--- START ---
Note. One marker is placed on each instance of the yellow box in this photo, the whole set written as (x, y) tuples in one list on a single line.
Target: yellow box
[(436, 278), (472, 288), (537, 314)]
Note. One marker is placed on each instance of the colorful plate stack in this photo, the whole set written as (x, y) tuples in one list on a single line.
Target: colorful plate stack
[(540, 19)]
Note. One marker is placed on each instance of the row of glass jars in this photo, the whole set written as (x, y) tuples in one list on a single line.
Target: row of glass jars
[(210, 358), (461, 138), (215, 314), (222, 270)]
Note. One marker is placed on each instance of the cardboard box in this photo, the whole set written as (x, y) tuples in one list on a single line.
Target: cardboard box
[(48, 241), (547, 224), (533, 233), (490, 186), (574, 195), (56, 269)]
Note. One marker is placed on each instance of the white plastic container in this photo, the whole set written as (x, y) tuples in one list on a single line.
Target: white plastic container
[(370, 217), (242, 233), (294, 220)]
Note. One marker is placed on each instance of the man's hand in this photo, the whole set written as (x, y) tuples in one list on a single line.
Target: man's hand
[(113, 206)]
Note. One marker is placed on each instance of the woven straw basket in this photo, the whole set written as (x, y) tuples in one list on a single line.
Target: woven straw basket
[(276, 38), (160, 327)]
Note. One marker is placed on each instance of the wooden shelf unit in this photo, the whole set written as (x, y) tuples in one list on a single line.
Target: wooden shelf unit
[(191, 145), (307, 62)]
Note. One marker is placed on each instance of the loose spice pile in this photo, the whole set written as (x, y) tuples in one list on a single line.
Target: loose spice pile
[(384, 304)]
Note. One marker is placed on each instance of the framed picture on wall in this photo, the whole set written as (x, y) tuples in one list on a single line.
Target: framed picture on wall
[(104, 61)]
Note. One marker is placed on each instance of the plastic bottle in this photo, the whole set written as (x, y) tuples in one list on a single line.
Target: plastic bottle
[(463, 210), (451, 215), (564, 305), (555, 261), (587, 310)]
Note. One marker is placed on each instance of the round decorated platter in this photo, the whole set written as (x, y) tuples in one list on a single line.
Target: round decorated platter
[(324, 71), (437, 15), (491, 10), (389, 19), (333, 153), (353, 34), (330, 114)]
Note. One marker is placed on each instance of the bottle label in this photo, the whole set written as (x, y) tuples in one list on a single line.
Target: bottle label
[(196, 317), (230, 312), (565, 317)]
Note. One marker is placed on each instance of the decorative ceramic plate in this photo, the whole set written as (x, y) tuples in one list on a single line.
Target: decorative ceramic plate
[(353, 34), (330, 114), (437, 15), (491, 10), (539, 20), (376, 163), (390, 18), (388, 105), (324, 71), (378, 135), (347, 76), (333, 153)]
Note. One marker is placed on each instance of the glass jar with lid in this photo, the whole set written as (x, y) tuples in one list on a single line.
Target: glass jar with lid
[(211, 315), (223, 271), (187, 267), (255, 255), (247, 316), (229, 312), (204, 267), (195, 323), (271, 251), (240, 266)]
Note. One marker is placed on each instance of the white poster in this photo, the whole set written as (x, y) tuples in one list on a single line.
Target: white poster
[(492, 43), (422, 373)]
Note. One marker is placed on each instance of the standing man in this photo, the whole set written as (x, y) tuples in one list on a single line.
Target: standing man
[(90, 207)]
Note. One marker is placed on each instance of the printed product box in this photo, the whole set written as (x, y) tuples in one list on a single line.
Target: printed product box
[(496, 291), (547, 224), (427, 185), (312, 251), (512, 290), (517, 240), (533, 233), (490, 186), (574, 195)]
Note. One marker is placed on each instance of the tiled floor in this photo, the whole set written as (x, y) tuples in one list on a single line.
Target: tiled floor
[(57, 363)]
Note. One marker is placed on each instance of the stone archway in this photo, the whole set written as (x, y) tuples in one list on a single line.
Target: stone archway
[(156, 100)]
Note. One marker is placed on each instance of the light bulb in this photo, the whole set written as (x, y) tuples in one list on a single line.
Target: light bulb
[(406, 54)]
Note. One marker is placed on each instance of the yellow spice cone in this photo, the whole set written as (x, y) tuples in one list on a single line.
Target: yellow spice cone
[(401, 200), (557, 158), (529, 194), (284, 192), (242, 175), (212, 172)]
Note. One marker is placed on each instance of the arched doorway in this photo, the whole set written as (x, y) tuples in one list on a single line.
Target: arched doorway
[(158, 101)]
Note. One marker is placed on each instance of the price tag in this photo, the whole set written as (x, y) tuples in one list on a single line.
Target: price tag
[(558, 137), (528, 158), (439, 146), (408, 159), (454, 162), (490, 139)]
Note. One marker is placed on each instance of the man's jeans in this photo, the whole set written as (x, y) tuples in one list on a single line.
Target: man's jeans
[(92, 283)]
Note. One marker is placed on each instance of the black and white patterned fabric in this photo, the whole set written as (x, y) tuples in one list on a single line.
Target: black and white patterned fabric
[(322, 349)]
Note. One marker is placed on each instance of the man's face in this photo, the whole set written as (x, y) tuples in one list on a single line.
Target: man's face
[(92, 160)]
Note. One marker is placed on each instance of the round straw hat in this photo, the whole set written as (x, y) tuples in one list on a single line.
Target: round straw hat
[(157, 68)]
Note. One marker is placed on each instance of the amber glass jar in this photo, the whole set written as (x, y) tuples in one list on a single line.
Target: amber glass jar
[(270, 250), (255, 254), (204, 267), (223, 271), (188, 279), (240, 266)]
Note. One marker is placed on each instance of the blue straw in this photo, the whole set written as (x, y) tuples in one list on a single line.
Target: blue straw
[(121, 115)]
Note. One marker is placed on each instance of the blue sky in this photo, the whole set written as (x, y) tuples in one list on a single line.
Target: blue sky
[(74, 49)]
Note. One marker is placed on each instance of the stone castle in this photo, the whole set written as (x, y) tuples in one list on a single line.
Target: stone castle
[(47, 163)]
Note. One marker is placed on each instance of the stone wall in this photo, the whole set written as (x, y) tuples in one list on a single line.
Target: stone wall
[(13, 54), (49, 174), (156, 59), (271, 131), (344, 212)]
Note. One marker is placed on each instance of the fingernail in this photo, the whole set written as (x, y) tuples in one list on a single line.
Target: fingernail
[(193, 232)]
--- END ---
_Your objective_
The range runs from the line above containing "Target: tiled floor" to the line containing "Note. One marker is placed on each instance of the price", inclusive. Restate those lines word for word and no others.

_Your solution_
Target: tiled floor
[(57, 363)]
Note. One marker is placed on each instance of the stone archway in this photo, the whole set written as (x, y) tuples in one list on a single line.
Target: stone archway
[(156, 100)]
Note. One marker is placed on each instance of the light bulb in this photo, the whole set written as (x, y) tuples in one list on a single line.
Target: light bulb
[(406, 54)]
Note. One marker is placed on each instance of the yellow spice cone in this photo, the whole set written as (x, y) tuples in one list on a single line.
Target: yellow spice cone
[(401, 200), (557, 158), (529, 194), (284, 192), (242, 175), (212, 172)]
Note. One marker is placed on each instance of the arched doorway in this photo, the whole set written as (x, y) tuples in one list on a single line.
Target: arched doorway
[(158, 101)]
Note. One marker is placed on each instance of the price tag in this photo, the whole set written as (x, y) tuples in one list on a single line.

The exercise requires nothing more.